● WHAT YOU SHOULD DO
Return every line of the records below that contains the word "hair", copied unchanged and in the order the lines appear.

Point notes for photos
[Begin]

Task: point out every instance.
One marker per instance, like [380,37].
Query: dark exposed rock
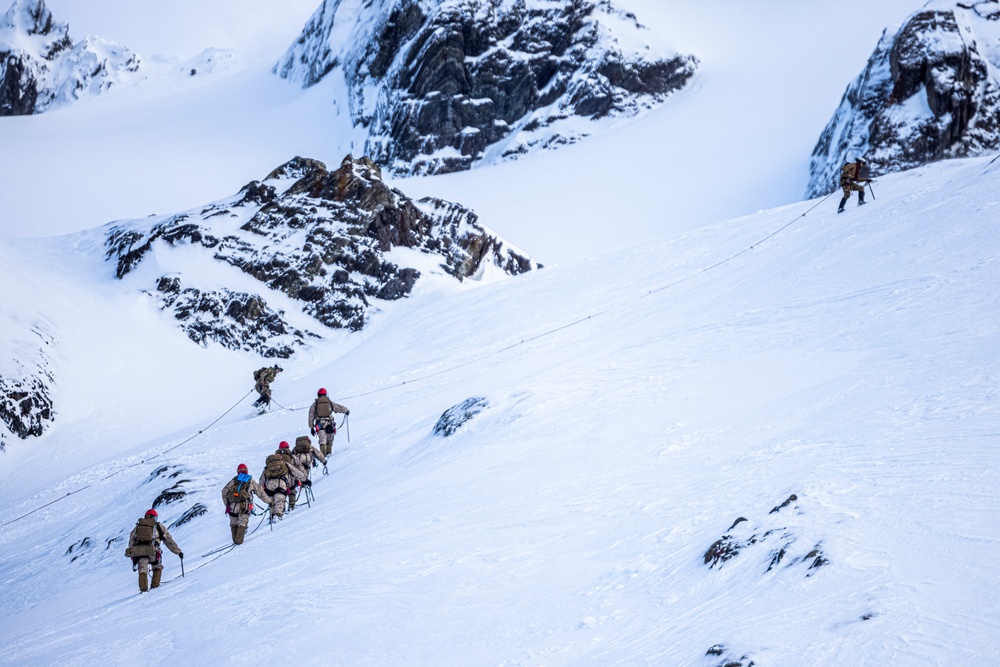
[76,549]
[173,494]
[456,82]
[317,237]
[26,406]
[196,510]
[745,536]
[40,66]
[455,416]
[929,92]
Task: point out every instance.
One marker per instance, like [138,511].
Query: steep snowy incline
[721,447]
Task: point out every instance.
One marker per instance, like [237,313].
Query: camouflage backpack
[145,532]
[324,408]
[241,494]
[275,466]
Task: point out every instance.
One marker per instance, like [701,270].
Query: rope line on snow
[133,465]
[470,362]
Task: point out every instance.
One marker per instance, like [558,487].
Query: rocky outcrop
[440,86]
[41,68]
[317,242]
[774,544]
[26,406]
[930,91]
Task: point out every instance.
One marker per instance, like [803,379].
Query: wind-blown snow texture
[440,85]
[627,411]
[930,91]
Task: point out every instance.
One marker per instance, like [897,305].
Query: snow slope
[739,140]
[638,403]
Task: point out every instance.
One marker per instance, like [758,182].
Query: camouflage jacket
[236,506]
[319,406]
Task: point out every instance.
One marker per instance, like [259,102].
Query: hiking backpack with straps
[145,534]
[275,466]
[241,494]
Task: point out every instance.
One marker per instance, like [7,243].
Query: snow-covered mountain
[930,91]
[41,68]
[272,269]
[440,85]
[768,441]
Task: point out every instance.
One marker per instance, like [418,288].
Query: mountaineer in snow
[264,377]
[280,478]
[144,548]
[238,497]
[852,177]
[321,420]
[307,456]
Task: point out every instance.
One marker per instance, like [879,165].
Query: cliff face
[929,92]
[41,68]
[440,85]
[315,241]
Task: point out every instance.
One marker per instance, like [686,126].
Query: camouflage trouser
[145,563]
[325,438]
[278,502]
[851,186]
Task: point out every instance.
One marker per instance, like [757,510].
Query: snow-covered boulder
[442,85]
[929,92]
[41,68]
[302,250]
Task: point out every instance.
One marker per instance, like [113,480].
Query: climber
[322,422]
[853,176]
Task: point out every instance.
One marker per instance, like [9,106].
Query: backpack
[241,494]
[275,466]
[145,529]
[324,407]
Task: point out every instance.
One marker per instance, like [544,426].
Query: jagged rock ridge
[26,407]
[313,240]
[41,68]
[442,85]
[929,92]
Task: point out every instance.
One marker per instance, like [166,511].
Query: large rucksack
[145,538]
[275,466]
[324,407]
[241,494]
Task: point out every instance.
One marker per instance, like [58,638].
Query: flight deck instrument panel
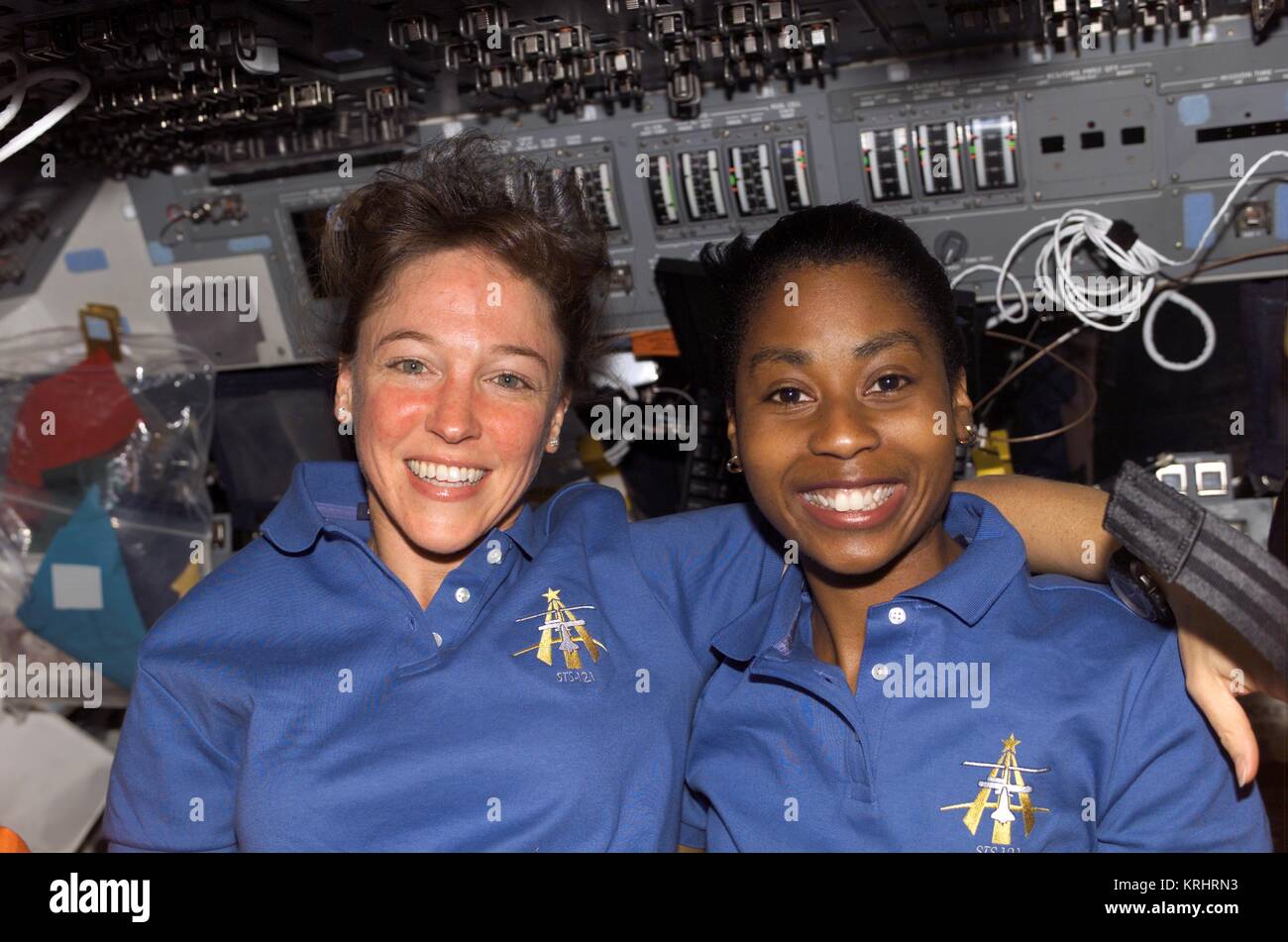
[687,121]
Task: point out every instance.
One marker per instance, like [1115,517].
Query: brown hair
[464,192]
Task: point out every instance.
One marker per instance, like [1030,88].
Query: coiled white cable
[43,124]
[1111,308]
[14,90]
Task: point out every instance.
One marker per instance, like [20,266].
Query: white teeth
[446,473]
[851,499]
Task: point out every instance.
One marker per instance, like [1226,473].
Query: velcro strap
[1222,567]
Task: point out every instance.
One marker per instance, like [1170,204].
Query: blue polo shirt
[996,712]
[300,699]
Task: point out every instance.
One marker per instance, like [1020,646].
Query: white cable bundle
[17,91]
[1115,310]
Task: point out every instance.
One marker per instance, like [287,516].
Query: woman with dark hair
[880,696]
[411,658]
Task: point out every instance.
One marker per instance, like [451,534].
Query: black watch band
[1203,554]
[1136,588]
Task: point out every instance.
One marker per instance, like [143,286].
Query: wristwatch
[1137,589]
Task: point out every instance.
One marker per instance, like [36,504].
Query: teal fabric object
[94,616]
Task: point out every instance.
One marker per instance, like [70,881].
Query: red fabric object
[93,412]
[12,843]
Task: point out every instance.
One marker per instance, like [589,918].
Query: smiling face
[455,390]
[835,418]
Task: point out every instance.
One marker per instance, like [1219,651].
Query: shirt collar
[329,491]
[967,588]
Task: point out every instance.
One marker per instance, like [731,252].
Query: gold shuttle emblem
[565,631]
[1006,782]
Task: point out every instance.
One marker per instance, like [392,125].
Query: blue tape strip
[85,261]
[1194,110]
[250,244]
[1197,211]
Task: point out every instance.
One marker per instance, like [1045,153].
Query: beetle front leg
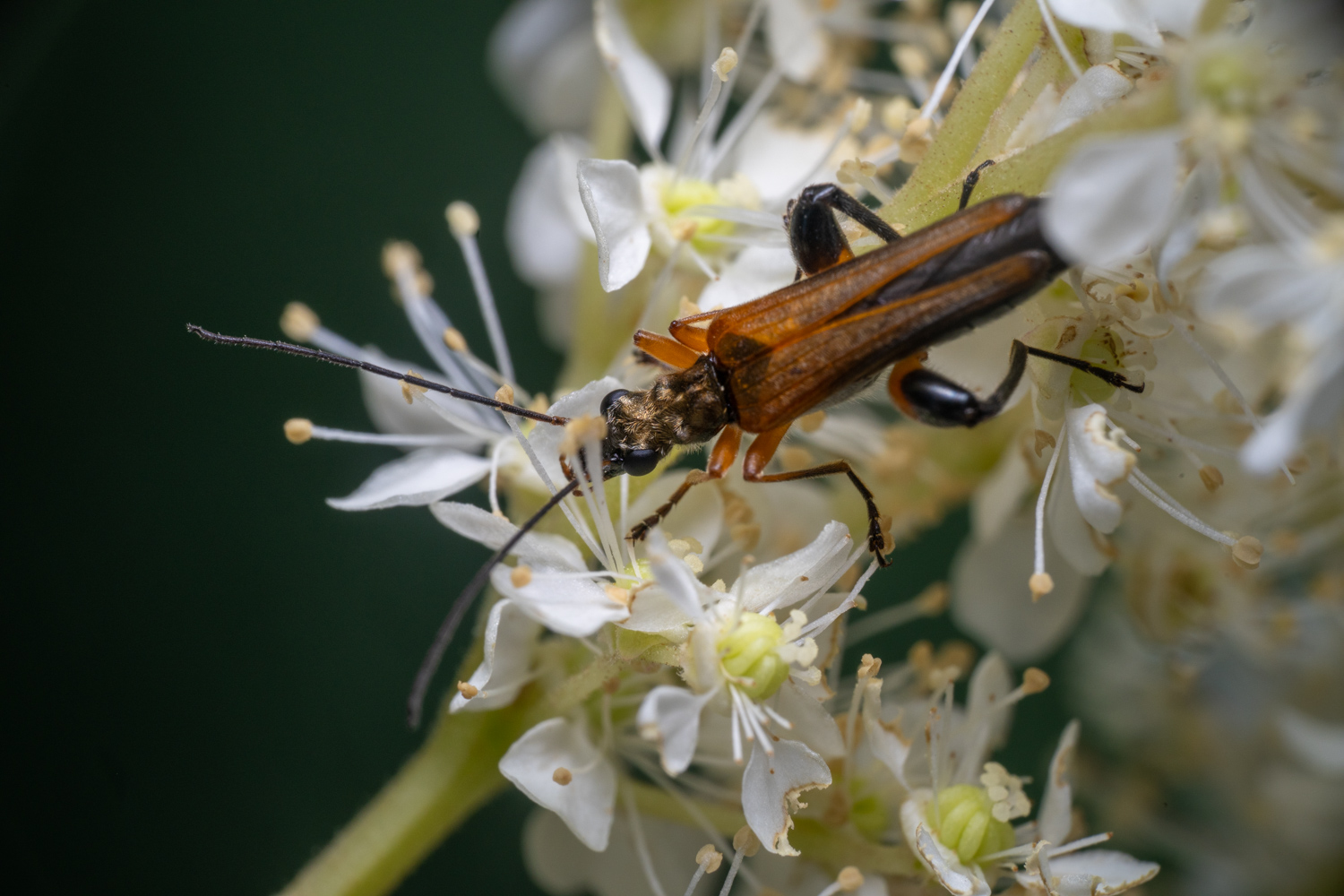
[720,461]
[758,457]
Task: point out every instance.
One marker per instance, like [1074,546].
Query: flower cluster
[672,702]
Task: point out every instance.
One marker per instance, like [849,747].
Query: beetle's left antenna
[416,702]
[317,355]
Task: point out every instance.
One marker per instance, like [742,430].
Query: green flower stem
[972,110]
[1029,171]
[452,775]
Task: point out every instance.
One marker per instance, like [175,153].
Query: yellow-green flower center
[1230,80]
[965,823]
[688,193]
[749,654]
[1104,349]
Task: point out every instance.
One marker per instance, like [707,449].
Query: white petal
[1131,16]
[886,739]
[586,802]
[1112,198]
[1081,546]
[991,602]
[1096,462]
[1317,745]
[564,605]
[540,236]
[771,788]
[483,527]
[1097,89]
[416,479]
[545,61]
[615,203]
[675,578]
[1094,872]
[644,88]
[774,156]
[1056,806]
[510,635]
[671,718]
[755,271]
[956,877]
[795,38]
[562,868]
[812,724]
[788,579]
[986,720]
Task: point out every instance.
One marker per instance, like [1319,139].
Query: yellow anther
[298,430]
[298,322]
[462,220]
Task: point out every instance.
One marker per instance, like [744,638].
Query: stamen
[1040,583]
[301,324]
[746,845]
[726,62]
[709,860]
[847,882]
[1059,40]
[750,109]
[855,120]
[1183,330]
[945,78]
[464,223]
[1172,508]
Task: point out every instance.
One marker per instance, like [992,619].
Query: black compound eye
[640,461]
[609,400]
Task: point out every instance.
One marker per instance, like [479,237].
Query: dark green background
[204,665]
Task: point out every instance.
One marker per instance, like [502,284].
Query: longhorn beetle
[760,366]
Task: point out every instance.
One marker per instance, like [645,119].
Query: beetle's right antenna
[416,702]
[317,355]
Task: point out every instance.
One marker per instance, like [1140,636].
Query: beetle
[761,366]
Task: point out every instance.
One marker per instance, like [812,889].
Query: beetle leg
[969,183]
[763,447]
[720,461]
[666,349]
[932,398]
[814,236]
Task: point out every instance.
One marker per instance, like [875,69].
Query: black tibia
[940,402]
[969,183]
[814,233]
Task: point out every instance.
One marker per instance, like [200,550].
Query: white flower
[559,769]
[741,659]
[1142,19]
[1300,284]
[446,435]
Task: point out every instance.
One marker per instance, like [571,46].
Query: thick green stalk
[448,780]
[1029,171]
[970,112]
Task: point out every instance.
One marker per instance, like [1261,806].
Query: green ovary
[964,823]
[1102,349]
[749,651]
[688,193]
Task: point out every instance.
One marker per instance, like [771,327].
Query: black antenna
[416,702]
[301,351]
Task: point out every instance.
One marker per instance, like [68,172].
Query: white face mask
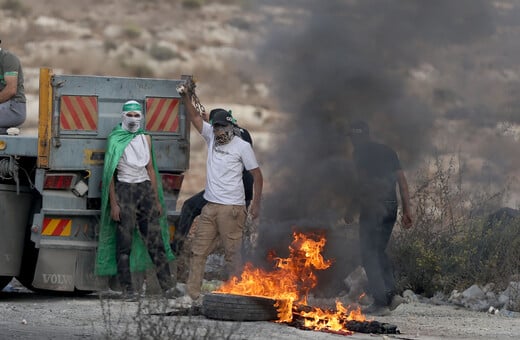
[131,124]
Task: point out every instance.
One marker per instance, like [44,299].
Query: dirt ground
[26,315]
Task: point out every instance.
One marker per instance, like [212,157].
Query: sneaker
[131,296]
[396,301]
[13,131]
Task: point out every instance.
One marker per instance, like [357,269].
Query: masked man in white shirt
[225,213]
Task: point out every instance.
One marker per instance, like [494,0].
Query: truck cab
[50,183]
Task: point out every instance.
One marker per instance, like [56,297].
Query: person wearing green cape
[134,232]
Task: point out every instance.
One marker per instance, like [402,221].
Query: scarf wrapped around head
[106,256]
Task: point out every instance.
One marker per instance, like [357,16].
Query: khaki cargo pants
[216,220]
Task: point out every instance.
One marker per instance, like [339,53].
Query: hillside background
[439,82]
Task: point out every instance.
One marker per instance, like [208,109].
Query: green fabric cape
[106,259]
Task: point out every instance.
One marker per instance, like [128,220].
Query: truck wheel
[238,307]
[4,280]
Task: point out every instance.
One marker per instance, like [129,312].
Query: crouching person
[134,232]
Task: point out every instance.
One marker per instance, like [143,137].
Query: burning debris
[289,285]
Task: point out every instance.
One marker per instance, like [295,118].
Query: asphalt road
[28,316]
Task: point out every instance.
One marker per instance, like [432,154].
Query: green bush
[454,242]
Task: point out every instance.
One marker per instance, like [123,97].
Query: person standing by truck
[225,213]
[378,171]
[12,97]
[132,207]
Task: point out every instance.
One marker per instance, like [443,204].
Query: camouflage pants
[137,203]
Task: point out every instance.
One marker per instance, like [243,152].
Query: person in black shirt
[378,170]
[192,207]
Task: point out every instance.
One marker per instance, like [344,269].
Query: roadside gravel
[26,315]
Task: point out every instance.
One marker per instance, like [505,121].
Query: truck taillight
[59,181]
[171,182]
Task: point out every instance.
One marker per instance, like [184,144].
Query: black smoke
[339,61]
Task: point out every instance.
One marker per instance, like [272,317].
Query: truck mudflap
[14,211]
[62,269]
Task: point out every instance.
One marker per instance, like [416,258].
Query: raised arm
[193,115]
[405,199]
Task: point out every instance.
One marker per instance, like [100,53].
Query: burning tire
[238,307]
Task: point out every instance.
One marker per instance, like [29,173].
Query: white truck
[50,183]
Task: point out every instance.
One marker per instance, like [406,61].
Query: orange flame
[290,282]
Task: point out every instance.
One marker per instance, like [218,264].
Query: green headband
[132,106]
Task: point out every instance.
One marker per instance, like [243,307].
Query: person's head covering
[221,117]
[131,124]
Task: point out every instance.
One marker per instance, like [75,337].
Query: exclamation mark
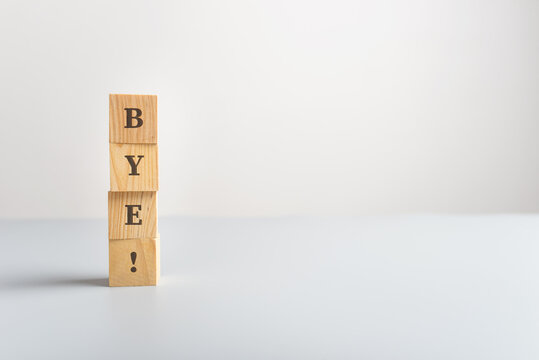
[133,259]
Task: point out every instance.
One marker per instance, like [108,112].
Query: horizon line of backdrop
[270,108]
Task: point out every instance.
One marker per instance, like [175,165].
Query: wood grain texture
[119,133]
[145,268]
[143,220]
[122,174]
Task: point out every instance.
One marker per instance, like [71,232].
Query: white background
[276,107]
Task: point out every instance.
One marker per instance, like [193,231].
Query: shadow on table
[53,282]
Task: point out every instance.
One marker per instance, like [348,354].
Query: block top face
[132,119]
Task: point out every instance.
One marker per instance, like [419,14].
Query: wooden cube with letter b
[133,234]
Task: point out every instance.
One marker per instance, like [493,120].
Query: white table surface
[398,287]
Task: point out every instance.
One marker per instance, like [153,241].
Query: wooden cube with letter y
[133,167]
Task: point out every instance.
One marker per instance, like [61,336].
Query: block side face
[132,119]
[132,215]
[134,167]
[133,262]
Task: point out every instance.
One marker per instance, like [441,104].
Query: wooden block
[133,119]
[133,167]
[132,215]
[134,262]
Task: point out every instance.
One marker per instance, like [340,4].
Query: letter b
[130,117]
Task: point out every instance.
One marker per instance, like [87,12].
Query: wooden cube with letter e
[132,201]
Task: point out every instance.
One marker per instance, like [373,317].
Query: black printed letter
[134,165]
[131,215]
[130,117]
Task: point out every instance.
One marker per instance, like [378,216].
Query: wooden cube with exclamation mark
[134,262]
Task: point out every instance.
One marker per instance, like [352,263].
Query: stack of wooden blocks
[133,236]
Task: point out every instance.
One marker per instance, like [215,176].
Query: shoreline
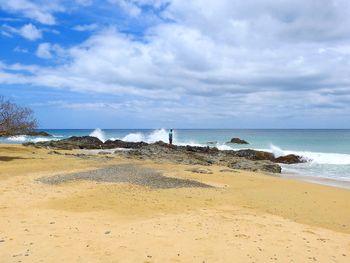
[338,183]
[322,180]
[62,208]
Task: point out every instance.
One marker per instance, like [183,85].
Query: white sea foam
[156,135]
[315,157]
[24,138]
[134,137]
[19,138]
[98,133]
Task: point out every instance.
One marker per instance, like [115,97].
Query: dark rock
[200,170]
[290,159]
[254,155]
[121,144]
[228,171]
[29,133]
[85,142]
[41,133]
[160,151]
[238,141]
[254,166]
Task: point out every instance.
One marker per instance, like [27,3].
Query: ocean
[327,151]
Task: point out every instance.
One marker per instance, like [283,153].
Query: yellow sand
[248,217]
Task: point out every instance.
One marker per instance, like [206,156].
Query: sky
[178,63]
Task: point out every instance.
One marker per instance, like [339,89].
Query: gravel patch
[126,173]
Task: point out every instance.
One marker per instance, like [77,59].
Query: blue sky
[177,63]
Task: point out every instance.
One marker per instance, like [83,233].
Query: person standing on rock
[171,136]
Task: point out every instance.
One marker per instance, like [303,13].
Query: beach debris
[126,173]
[290,159]
[228,171]
[246,159]
[200,170]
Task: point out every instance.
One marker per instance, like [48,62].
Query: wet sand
[244,217]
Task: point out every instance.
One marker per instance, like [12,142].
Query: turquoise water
[327,151]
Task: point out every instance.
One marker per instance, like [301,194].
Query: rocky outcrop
[238,141]
[29,133]
[85,142]
[121,144]
[254,155]
[265,166]
[192,155]
[290,159]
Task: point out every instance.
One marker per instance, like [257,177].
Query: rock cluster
[238,141]
[29,133]
[243,159]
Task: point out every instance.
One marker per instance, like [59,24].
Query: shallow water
[327,151]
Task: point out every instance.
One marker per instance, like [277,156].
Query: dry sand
[247,217]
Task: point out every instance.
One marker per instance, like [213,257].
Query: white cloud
[20,49]
[84,2]
[226,57]
[86,27]
[44,51]
[42,11]
[128,6]
[28,31]
[48,51]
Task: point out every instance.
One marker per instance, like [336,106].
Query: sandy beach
[242,217]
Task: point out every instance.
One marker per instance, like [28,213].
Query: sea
[327,151]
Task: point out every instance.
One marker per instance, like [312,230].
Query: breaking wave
[315,157]
[98,133]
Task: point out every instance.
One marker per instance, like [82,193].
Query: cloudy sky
[178,63]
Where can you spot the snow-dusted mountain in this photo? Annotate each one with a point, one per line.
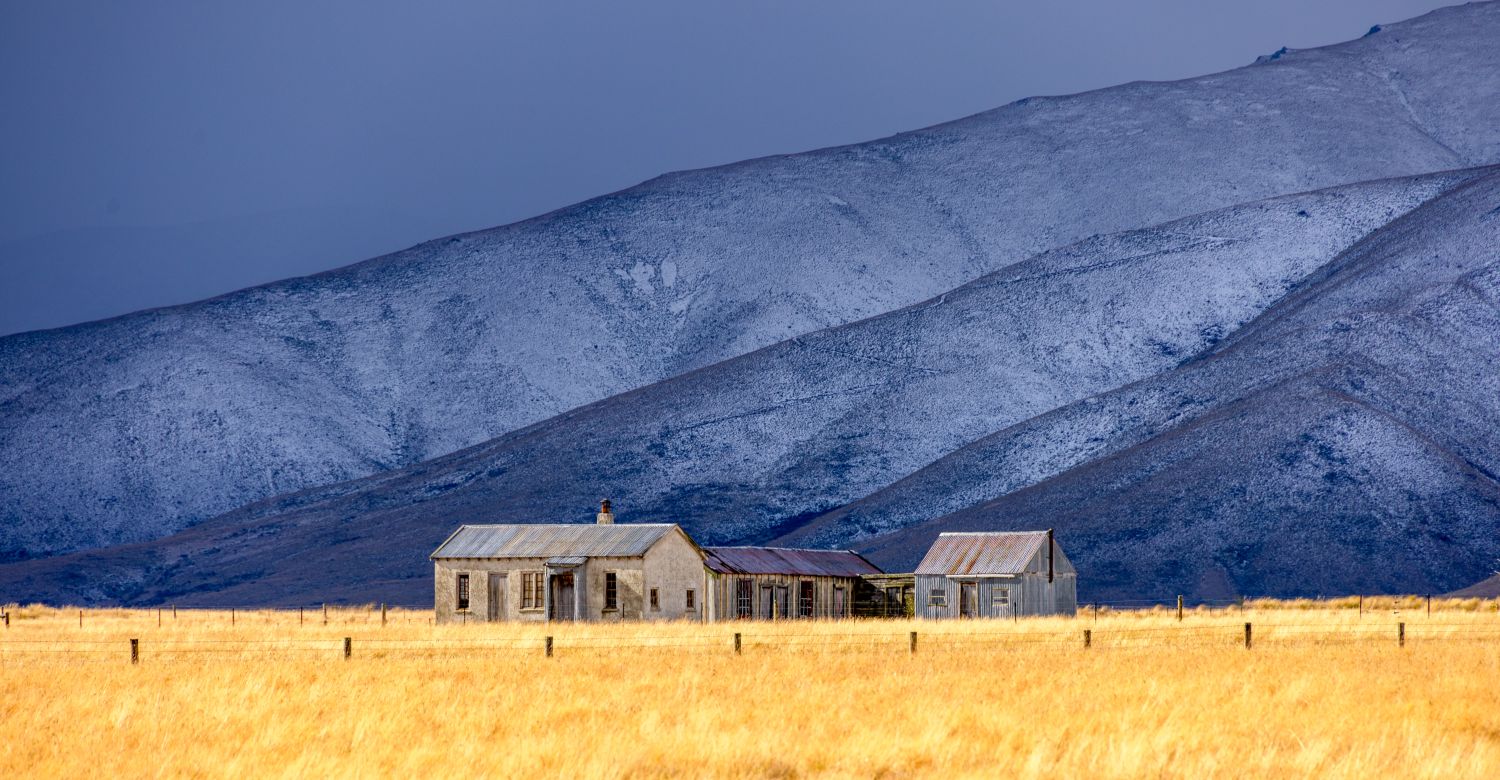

[End]

● RESPONSE FOR THIS EXERCISE
Query: brown hair
Query: woman with dark hair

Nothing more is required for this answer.